*Provided text*:

☆ ☆ ☆ ☆ ☆

# Building Without Welding



## EigerSA (Apr 23, 2009)

Hi all. I've been keen to get started on building my own frame out of steel but in my neck of the woods (Durban, South Africa) a lot of the welding equipment is either not available or is "industrial" type equipment (read: serious cash outlay), and hobby courses teaching welding/brazing or even frame building is unheard of. So I've been thinking of alternative build methods.

I did come across a comment on another cycle forum where the guy mentioned his frame being glued. So I started wondering about epoxies and such on a lugged bike build. 

Anyone got further information? With the advanced types of glues available, I would've thought a glued/epoxied lug would be stronger than a brazed/welded lug. Thoughts?


----------



## perttime (Aug 26, 2005)

Brazing is pretty common method for building with steel.

I have no practical experience, but apparently brazing can be done with less sophisticated heat sources and the result can be very good.
(practice with some scraps before committing any good tubes...)


----------



## Yogii (Jun 5, 2008)

Lugs? If you can make the lugs, you can weld/braze a frame. Aluminum road bikes were "bonded" when they first became popular in the 70's....search for Alan.........
Brazing requires only a torch and filler rod. Most plumbers have enough tools to do this.

Check out the bamboo frames that have been posted, that is probable your best bet!


----------



## perttime (Aug 26, 2005)

Lugs can be bought, just like tube kits. Of course, if you buy lugs, they have to match the angles that you want.


----------



## EigerSA (Apr 23, 2009)

I've got what's needed tool-wise (as in plumbing equipment), but it just seems so much easier to mix up some epoxy, smear in and let cure. Even the quick-dry epoxies take a few minutes, giving you time to check your frame is all nice and square. And wouldn't gluing mean avoiding your frame twisting or something like it would with a torch and all that? I can't help but think things would go together so much easier? And I would buy the lugs.

The info I have found pertains mostly to bamboo bikes, but I still can't help thinking that it should work for steel as well. Anyone have any hints/tips/info they can share?


----------



## j-ro (Feb 21, 2009)

Follow your thoughts to conclusion, in this case the frame ends. How would you attach the dropouts? See what I mean?

☆ ☆ ☆ ☆ ☆

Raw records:
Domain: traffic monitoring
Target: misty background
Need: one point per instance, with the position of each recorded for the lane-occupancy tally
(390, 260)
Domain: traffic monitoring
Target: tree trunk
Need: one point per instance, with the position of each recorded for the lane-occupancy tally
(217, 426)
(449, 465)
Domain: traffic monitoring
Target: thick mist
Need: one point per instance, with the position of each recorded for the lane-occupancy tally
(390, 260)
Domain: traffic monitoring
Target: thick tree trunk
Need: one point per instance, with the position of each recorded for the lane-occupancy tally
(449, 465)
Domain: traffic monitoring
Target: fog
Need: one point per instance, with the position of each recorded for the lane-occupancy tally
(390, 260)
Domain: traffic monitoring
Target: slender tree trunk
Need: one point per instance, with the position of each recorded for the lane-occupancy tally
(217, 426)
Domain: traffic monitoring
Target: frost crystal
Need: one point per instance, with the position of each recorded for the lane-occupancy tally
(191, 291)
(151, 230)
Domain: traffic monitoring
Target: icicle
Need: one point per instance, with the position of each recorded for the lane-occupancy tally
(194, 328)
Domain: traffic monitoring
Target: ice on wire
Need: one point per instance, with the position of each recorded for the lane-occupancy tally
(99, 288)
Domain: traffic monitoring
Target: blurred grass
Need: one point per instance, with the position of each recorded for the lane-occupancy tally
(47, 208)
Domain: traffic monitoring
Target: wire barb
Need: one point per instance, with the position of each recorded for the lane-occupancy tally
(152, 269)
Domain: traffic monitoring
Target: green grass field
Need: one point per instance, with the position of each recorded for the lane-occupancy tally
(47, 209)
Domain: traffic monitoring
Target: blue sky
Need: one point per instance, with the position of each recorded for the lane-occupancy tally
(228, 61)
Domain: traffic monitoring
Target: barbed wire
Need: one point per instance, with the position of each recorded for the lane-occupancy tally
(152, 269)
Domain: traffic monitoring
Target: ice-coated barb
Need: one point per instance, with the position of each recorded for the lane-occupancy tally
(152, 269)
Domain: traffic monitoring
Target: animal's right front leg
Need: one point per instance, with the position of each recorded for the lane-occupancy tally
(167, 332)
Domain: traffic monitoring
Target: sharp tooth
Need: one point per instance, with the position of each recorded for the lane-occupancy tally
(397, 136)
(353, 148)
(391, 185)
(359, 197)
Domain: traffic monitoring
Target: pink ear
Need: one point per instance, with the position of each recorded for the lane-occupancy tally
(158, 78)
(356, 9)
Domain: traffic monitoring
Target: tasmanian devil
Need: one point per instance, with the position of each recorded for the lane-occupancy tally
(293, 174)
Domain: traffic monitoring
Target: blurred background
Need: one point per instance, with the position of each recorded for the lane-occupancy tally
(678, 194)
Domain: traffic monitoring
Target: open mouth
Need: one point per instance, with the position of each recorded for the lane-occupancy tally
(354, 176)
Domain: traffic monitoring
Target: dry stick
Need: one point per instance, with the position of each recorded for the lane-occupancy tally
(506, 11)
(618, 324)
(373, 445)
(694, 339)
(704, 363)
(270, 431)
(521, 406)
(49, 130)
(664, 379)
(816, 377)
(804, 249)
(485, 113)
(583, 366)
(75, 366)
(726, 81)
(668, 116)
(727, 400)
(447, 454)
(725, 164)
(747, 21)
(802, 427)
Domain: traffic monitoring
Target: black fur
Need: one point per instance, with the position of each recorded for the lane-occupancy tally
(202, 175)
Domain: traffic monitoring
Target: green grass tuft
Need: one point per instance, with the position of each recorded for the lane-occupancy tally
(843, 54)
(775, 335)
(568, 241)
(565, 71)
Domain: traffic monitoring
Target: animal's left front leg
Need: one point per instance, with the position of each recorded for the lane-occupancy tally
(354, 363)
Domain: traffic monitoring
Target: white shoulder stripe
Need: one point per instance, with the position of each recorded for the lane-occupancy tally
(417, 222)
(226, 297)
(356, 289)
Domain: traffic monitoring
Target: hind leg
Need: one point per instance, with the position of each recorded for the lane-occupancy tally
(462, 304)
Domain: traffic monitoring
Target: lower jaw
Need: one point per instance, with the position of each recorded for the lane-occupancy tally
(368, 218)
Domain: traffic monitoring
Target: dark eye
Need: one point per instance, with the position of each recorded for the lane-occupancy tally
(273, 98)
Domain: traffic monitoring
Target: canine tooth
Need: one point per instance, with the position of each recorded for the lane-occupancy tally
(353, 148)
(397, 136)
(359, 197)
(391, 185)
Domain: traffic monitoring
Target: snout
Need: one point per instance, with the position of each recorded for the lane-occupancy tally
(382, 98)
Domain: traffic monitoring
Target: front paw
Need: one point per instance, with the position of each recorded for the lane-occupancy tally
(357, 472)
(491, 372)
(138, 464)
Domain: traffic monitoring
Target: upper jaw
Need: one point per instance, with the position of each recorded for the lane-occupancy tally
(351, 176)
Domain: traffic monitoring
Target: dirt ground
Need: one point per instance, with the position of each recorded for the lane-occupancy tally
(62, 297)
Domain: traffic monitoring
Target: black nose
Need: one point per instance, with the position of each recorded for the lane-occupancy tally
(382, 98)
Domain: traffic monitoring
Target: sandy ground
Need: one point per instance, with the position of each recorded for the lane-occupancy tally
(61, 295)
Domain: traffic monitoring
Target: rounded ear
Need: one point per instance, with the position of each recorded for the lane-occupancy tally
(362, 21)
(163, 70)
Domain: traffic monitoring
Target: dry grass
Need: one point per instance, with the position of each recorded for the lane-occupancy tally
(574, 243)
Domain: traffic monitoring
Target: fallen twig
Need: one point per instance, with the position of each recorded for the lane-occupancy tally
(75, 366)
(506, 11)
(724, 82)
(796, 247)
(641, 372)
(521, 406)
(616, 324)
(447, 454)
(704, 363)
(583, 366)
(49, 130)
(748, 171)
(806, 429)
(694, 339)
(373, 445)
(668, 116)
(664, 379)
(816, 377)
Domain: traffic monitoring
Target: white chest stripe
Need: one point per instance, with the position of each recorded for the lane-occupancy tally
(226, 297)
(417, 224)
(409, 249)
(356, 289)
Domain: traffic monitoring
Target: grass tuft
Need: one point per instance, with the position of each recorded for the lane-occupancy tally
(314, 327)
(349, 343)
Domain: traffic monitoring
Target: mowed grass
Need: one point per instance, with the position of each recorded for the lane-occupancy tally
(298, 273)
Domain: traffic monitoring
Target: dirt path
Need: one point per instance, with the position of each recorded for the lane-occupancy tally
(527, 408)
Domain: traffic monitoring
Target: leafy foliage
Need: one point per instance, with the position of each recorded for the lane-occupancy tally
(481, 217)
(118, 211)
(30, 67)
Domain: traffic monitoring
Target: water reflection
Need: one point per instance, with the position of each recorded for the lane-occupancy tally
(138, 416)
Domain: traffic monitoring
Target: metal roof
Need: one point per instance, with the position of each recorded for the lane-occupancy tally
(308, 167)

☆ ☆ ☆ ☆ ☆

*Task 1*: Name every distinct username that posts in the frame-building thread.
*Task 2*: In the frame-building thread, where does EigerSA say they live?
*Task 3*: Please carry on the frame-building thread from its final post.
The material above stands apart from the frame-building thread.

*Task answer 1*: EigerSA, perttime, Yogii, j-ro

*Task answer 2*: Durban, South Africa.

*Task answer 3*:
Really, there are no shortcuts. A silverbrazed joint will take no more time than an epoxied joint to create once you figure in clean up time. I'm having trouble believing that a torch, hacksaw and files are difficult to come by anywhere in the world.
Heres a project for you which will be relatively cheap. Purchase a couple of tubesets complete with lugs and just miter them up into full frames while you decide what joining method is going to work for you. This is the fun part of the build anyway, you will enjoy it. At this point you may find that what you are asking to do isn't very realistic and you don't want to waste your hard work anyway. Don't fear the fire!

Edit, I just read you last post again and see that you have the equipment that you need, just get some practice lugs and have a go at it, it's really simple and will be much safer in the end.
cheers.


----------



## Yogii (Jun 5, 2008)

> if you buy lugs, they have to match the angles that you want.


Go ahead find them. I only know of road bike lugs, the angles are different. If you know of a place that sells MTB usable lugs, please post. South Africa has a large military industrial complex, lots of tubes and welders. Epoxy does not take shocks very well, it is rather brittle.
Stick with bamboo, or get a good plumber! Look up Alan!!!!!


----------



## EigerSA (Apr 23, 2009)

True except I can't find an suppliers of chromoly at all. I'm going to import the tubing/lugs ect... the welding I can do myself, I'm pretty hands-on so I know I'd pick it up quick, I just was curious if it was possible with epoxy.

@j-ro: Thanks, gonna give it a shot


----------



## edoz (Jan 16, 2004)

EigerSA said:


> True except I can't find an suppliers of chromoly at all.


Check the supplier sticky thread here:
http://forums.mtbr.com/showthread.php?t=595808

Dillsberg, Wicks Aircraft, Aircraft Spruce and possibly MSC all sell straight gauge chromoly. 
Also try http://www.shapirosupply.com/ or http://www.onlinemetals.com/


----------



## dr.welby (Jan 6, 2004)

EigerSA said:


> True except I can't find an suppliers of chromoly at all. I'm going to import the tubing/lugs ect... the welding I can do myself, I'm pretty hands-on so I know I'd pick it up quick, I just was curious if it was possible with epoxy.


You would have problems in that the lugs and dropouts would generally not offer enough surface area for epoxy, and you would have to worry about corrosion.

In the mid-eighties Raleigh (or at least the US division) was selling bikes under the name "Technium" made with special steel lugs bonded to aluminum tubes (and vice versa) so it certainly can be done with the right lug design and some knowledge of aerospace adhesives and surface treatments.

Another thing to consider is that often these sort of construction methods have some sort of mechanical interlock to add some safety should the glue fail. The tubes on Alans were actually threaded into the lugs, so there was no way a tube could pull out.

Seeing that Durban is on the coast - another option for you would be to build a carbon fiber frame with a foam core - you use a similar technique to building surfboards. Also, if windsurfing and sailing is popular there you might be able to get pieces of carbon fiber booms and then join them using a wrapped joint like the bamboo bikes that are in vogue right now.


----------



## HomeGrownSS (Jan 18, 2006)

dr.welby said:


> The tubes on Alans were actually threaded into the lugs, so there was no way a tube could pull out.


glued and screwed baby!

c.itoh/kabuki also had some glued/screwed frames, except they used stainless tubes and cast aluminum lugs!


----------



## perttime (Aug 26, 2005)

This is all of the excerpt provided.